• **EXTRACT**
It is eleven days into the New Year:  A time when people look back, reflect on what matters to them, what will give them joy. For many, it’s not a time to carry a briefcase of excuses for the year just gone by. That’s why the dawn of the New Year is often a time of high hope, expectations, of thoughts of new opportunities and of a better life. This is the wish list of every sane person, not only for themselves, their families, but also for their country. However, in order to achieve these desired things, the political leadership has a critical role in shaping and realising these aspirations.                                                               

In this connection, the President is like the tower that sees it all. What he says, and the decisions he takes, can, to a great extent, define the year, for good or for evil. That’s why presidencies are defined in part by the challenges that confront them. In other words, the legacy every President leaves largely depends on the challenges of immediate sort he chooses to address and find enduring solutions to them. It’s so because an elected President is seen not only as a symbol of democracy, he’s also the spirit of leadership that could either inspire or discourage the citizens. Performance matters.                          

What the President does, how he arrives at the decisions he makes, all combine to form the citizens’ opinion about him. The question is: when does a leader, know that some choices he makes are dangerous risk-taking that comes with dizzying consequences? Only if President Buhari knew that the authority he exercises comes from public trust on his ability to govern, his administration would not have been this mean-spirited that has put us in this mess. The president and his governing All Progressive Congress (APC), have squandered public trust.

• **INSTRUCTION**
Retype the part of the opinion piece that opens with the words containing "What the President" and closes with "squandered public trust.". The entries below have no role here.

[Saved entries]
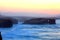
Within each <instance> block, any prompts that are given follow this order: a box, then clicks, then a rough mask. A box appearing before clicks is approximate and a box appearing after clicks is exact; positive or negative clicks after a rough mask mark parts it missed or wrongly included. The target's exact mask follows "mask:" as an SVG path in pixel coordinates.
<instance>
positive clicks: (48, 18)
mask: <svg viewBox="0 0 60 40" xmlns="http://www.w3.org/2000/svg"><path fill="white" fill-rule="evenodd" d="M23 24H55V19H49V18H35V19H30V20H26V21H24V23H23Z"/></svg>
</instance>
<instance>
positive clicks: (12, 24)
mask: <svg viewBox="0 0 60 40" xmlns="http://www.w3.org/2000/svg"><path fill="white" fill-rule="evenodd" d="M12 26H13V22H12V20H11V19H0V27H2V28H9V27H12Z"/></svg>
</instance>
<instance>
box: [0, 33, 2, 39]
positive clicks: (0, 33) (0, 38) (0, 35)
mask: <svg viewBox="0 0 60 40" xmlns="http://www.w3.org/2000/svg"><path fill="white" fill-rule="evenodd" d="M0 40H2V36H1V32H0Z"/></svg>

• **EXERCISE SOLUTION**
What the President does, how he arrives at the decisions he makes, all combine to form the citizens’ opinion about him. The question is: when does a leader, know that some choices he makes are dangerous risk-taking that comes with dizzying consequences? Only if President Buhari knew that the authority he exercises comes from public trust on his ability to govern, his administration would not have been this mean-spirited that has put us in this mess. The president and his governing All Progressive Congress (APC), have squandered public trust.